TEXT SHOWN:
####################
Not so sure what's wrong with it, but I'd try to see what RAM it can take and just how far that socket 7 can go. Slackware and FreeDOS can probably go a long way on that thing
I modded one of these recently. I didn’t do most of the steps you’ve shown. I’m pretty sure I just flashed a modded bios with an external flasher, and then installed a HD with an inverted cable with files required to install windows 98.
@@tww1982 Yes, can get to it next week. I did find it online recently, can’t exactly remember where it took some looking, maybe with the Wayback machine
Did yoi think that meaby that other sandisk chip that might have been a ide constroller has died. It makes sence since if CF card isn't corrupted it must be some sort of connection issue and since that chip was under a heatsink before meaby it has been cooked or somerhing. Im not in any way a electrician so idk if that makes any sense at all, but try reflowing chips around the ROM if you run out of ideas.
One of the simplest things when "CMOS ERROR" is to replace the CR2032 battery and I haven't seen this on the video. I Wonder if older machines were able to start if the battery's dead.
I've never encountered a computer that wasn't. In case of IBM compatibles just confirm the error message and either boot (if the hard drive is detected automatically) or re-enter the hard drive values in setup and then boot. Macs could be a bit peculiar with a flat battery but leaving them on for a minute or so and then rebooting fixed the problem.
yes. I remember when I was little my dad brought an old computer home for me to basically take it apart as it didn't want to boot. I ended up accidentally find out that it can only boot with a good CMOS battery so yeah that could be the case.
@@Ragnar8504 It's rare but I've seen it before. My Sony VAIO won't power on without a clock battery. It's an ASUS-made Socket 370 board with some version of 810/815 chipset.
Im really looking foward to seeing you running Linux on the i-Opener. I've already seen someone running Windows 98 on a revision 2 i-Opener. I'm hoping that even though you have a revision 4 you will succeed and get Linux running on the revision 4 i-Opener. What would make it more exciting is getting it online and browsing the modern web or even the Old Net.
- Was watching Michael MJD’s 2x videos & LGR’s ( all 3 at least 2-3mths old ) within the last 1 hr and out pop yours ! Talk about creepy coincidence ! 😯
This thing kind of reminds me of the thin client I have, but that one has a 250 megabytes flash drive built-in and doesn't really lock you out of anything so it was possible to install Linux on it fairly easily.
It's been a minute since I have seen one of these. And I would never have suspected that they were still available. So I took the modern-ish route, and I bought one of those "Virgin web players" instead.
I tried to do this same hack over 20 years ago and it failed to boot. It was pretty sad because I was pretty hopeful. It's like it has a hardware failsafe self-destruct function in it.
####################
RAW RECORDS:
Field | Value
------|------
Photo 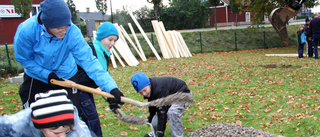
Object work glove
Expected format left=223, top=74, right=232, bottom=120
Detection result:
left=103, top=97, right=120, bottom=114
left=110, top=88, right=124, bottom=105
left=48, top=72, right=63, bottom=89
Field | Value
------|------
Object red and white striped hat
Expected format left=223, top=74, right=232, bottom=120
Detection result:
left=30, top=89, right=74, bottom=129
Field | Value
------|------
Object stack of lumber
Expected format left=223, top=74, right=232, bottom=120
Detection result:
left=151, top=20, right=192, bottom=59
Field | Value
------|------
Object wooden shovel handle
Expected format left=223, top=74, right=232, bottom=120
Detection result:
left=50, top=79, right=149, bottom=107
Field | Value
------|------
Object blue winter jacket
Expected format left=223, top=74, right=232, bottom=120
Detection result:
left=0, top=107, right=91, bottom=137
left=14, top=12, right=118, bottom=92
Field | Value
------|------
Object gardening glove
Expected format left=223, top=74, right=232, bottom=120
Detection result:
left=103, top=97, right=120, bottom=114
left=48, top=72, right=63, bottom=89
left=110, top=88, right=124, bottom=105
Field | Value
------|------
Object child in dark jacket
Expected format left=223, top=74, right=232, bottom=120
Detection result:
left=297, top=25, right=306, bottom=58
left=131, top=72, right=192, bottom=137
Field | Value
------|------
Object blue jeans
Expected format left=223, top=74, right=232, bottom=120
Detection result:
left=76, top=67, right=102, bottom=137
left=312, top=34, right=320, bottom=59
left=78, top=90, right=102, bottom=137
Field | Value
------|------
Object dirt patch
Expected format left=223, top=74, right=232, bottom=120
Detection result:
left=259, top=64, right=302, bottom=68
left=187, top=123, right=278, bottom=137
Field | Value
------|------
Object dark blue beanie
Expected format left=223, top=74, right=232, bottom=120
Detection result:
left=131, top=72, right=151, bottom=93
left=40, top=0, right=71, bottom=28
left=96, top=22, right=119, bottom=40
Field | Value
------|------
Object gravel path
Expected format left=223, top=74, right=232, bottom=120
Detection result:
left=187, top=123, right=278, bottom=137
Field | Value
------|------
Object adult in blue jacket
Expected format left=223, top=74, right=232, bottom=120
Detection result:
left=14, top=0, right=123, bottom=117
####################
TASKS TO COMPLETE:
1. According to the comment thread, what board is in the Sony VAIO that won't power on without a clock battery?
2. Edit the listing from its first line through the line holding "left=14, top=12, right=118, bottom=92", inclusive, by replacing "Detection result" with "Detected box" and leaving all else unchanged. Return only those lines and leave the pictures out.
The comment thread and the listing are separate material.

TASK ANSWERS:
1. An ASUS-made Socket 370 board with some version of 810/815 chipset.

2.
Field | Value
------|------
Photo 
Object work glove
Expected format left=223, top=74, right=232, bottom=120
Detected box:
left=103, top=97, right=120, bottom=114
left=110, top=88, right=124, bottom=105
left=48, top=72, right=63, bottom=89
Field | Value
------|------
Object red and white striped hat
Expected format left=223, top=74, right=232, bottom=120
Detected box:
left=30, top=89, right=74, bottom=129
Field | Value
------|------
Object stack of lumber
Expected format left=223, top=74, right=232, bottom=120
Detected box:
left=151, top=20, right=192, bottom=59
Field | Value
------|------
Object wooden shovel handle
Expected format left=223, top=74, right=232, bottom=120
Detected box:
left=50, top=79, right=149, bottom=107
Field | Value
------|------
Object blue winter jacket
Expected format left=223, top=74, right=232, bottom=120
Detected box:
left=0, top=107, right=91, bottom=137
left=14, top=12, right=118, bottom=92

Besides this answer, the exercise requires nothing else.